=== EXTRACTED ENTRIES ===

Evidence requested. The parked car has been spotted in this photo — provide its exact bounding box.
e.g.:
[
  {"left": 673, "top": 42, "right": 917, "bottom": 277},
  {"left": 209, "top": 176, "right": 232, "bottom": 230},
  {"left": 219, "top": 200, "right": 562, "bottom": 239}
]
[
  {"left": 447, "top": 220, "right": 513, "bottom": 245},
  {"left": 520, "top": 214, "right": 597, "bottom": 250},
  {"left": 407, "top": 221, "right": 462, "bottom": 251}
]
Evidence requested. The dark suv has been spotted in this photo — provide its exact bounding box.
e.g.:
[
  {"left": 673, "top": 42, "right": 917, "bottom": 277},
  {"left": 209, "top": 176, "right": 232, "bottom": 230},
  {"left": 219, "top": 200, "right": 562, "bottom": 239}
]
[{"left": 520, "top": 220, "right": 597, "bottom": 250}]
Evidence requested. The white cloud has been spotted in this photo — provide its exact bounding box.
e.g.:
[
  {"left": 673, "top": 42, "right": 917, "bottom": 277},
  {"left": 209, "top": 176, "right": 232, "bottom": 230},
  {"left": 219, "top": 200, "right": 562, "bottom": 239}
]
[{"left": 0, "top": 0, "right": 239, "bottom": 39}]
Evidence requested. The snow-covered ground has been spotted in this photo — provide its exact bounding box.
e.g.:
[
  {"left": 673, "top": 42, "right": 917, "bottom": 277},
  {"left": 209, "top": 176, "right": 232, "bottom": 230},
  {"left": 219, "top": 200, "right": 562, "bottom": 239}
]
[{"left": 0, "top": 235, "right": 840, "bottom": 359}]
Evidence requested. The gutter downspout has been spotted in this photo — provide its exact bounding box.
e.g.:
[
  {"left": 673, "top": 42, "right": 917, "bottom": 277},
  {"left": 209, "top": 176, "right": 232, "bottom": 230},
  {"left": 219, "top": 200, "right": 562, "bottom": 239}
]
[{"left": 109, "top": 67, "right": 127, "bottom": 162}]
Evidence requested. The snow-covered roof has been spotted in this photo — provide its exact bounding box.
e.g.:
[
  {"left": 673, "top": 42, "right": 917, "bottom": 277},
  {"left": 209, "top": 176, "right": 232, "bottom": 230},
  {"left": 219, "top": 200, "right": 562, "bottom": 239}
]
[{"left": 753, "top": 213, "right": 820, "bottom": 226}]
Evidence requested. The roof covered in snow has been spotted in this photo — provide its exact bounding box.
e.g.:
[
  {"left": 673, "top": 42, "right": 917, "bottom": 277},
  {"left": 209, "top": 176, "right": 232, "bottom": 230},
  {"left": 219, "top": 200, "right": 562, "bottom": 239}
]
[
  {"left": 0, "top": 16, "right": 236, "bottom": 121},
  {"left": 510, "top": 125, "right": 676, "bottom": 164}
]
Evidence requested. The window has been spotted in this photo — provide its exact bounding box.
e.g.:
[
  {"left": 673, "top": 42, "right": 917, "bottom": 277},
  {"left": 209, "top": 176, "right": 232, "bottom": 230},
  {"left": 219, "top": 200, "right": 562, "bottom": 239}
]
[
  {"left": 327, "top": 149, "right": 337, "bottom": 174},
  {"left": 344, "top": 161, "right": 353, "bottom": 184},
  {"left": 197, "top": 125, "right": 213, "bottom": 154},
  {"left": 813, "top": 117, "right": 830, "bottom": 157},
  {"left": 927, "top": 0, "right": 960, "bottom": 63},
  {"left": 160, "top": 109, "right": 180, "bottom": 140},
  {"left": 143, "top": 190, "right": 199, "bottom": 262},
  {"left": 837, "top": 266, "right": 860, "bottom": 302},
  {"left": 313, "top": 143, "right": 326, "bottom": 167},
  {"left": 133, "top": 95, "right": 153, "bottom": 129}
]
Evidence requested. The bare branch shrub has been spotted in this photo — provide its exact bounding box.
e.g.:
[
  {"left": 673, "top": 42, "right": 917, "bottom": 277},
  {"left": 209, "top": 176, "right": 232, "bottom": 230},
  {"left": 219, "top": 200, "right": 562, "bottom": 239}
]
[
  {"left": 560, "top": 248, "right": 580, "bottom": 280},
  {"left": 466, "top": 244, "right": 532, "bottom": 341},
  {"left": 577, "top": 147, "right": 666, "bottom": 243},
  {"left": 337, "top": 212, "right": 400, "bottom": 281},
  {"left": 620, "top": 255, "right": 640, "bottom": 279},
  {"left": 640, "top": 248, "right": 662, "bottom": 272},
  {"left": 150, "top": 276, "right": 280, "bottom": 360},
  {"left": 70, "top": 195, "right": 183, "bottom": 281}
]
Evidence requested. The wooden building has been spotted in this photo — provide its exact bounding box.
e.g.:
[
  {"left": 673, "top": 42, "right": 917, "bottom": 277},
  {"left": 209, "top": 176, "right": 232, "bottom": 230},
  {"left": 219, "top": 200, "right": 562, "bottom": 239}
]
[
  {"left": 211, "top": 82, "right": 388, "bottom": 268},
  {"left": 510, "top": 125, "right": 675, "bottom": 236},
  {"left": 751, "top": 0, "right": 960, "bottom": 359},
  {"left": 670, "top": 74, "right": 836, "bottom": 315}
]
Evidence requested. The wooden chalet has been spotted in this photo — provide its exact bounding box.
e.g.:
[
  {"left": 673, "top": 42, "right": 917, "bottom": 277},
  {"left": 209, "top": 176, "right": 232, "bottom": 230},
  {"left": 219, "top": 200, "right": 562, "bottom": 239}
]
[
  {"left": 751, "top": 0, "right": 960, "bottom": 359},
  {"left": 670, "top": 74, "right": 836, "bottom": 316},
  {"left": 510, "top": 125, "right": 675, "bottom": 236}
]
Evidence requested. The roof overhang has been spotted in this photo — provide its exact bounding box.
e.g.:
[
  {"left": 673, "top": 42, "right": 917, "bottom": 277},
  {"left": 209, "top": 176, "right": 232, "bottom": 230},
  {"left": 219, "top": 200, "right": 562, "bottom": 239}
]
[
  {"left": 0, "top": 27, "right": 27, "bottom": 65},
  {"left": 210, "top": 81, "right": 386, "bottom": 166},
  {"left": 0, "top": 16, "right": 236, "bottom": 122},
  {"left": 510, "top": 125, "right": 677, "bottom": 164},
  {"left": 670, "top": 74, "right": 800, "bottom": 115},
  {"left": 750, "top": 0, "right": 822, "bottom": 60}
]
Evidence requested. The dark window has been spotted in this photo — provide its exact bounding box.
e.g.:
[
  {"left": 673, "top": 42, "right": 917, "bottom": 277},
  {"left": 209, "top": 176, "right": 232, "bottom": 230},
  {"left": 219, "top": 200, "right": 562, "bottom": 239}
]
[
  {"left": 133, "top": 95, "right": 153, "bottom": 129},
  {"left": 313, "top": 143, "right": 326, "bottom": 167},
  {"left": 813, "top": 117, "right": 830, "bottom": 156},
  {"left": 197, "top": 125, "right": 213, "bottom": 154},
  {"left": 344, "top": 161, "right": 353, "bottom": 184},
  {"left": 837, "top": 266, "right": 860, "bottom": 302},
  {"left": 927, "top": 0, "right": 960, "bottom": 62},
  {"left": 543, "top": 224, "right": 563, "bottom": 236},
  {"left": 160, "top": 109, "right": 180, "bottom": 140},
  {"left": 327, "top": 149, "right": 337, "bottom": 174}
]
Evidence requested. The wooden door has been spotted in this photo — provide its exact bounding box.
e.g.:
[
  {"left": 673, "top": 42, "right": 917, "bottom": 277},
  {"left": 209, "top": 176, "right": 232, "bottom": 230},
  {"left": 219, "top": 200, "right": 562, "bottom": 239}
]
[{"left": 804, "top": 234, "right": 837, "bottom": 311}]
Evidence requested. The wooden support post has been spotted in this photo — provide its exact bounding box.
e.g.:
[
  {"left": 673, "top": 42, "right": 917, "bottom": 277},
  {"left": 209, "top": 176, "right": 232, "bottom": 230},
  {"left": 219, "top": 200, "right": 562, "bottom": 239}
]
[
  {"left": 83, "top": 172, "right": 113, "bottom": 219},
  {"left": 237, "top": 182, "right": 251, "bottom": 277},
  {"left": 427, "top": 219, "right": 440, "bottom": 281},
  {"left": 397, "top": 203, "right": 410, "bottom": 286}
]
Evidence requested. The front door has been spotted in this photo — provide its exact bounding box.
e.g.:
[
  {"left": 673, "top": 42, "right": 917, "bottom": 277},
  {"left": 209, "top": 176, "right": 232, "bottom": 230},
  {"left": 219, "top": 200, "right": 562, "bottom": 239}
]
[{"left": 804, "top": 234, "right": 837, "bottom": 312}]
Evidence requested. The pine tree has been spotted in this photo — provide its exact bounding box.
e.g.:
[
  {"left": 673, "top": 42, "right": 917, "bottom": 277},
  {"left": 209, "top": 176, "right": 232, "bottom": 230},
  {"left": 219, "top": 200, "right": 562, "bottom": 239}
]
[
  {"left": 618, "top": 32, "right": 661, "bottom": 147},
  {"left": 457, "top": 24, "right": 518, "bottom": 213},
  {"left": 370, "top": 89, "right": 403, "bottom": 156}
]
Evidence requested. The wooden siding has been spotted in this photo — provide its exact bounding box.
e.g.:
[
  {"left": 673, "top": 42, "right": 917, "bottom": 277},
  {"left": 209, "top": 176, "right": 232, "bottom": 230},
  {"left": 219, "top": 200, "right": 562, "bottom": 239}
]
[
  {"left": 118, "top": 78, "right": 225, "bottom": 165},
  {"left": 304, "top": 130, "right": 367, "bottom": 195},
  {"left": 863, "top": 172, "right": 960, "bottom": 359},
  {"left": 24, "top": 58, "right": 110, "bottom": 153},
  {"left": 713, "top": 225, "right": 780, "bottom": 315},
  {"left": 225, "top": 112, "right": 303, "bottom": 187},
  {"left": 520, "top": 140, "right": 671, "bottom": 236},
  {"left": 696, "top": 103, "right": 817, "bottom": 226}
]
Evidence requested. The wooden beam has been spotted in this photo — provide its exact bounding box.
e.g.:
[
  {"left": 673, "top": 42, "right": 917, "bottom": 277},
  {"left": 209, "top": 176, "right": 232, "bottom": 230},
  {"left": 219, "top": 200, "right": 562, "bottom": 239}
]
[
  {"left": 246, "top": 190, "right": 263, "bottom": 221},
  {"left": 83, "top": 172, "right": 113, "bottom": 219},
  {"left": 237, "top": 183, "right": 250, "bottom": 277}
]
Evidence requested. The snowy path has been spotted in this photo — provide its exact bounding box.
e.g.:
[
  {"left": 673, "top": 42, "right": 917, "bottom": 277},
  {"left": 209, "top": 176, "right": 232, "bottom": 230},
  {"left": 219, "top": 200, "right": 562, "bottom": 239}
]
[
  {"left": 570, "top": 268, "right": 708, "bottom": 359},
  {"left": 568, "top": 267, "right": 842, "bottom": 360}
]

===

Starting with the line that contains "Evidence requested. The snowy" and going on through the end of the data, rescale the data by writing out every line again in full. Multiply each bounding-box coordinate in the answers by 2.5 and round to whole numbers, with halves rounded up, and leave the "e.g." sample coordinates unchanged.

▶ **SOLUTION TO THIS PROBLEM**:
Evidence requested. The snowy path has been spotted in this photo — provide its exact bounding box.
e.g.:
[
  {"left": 673, "top": 42, "right": 917, "bottom": 277},
  {"left": 209, "top": 176, "right": 232, "bottom": 230},
  {"left": 219, "top": 200, "right": 562, "bottom": 239}
]
[
  {"left": 1425, "top": 670, "right": 1770, "bottom": 898},
  {"left": 1420, "top": 668, "right": 2105, "bottom": 900}
]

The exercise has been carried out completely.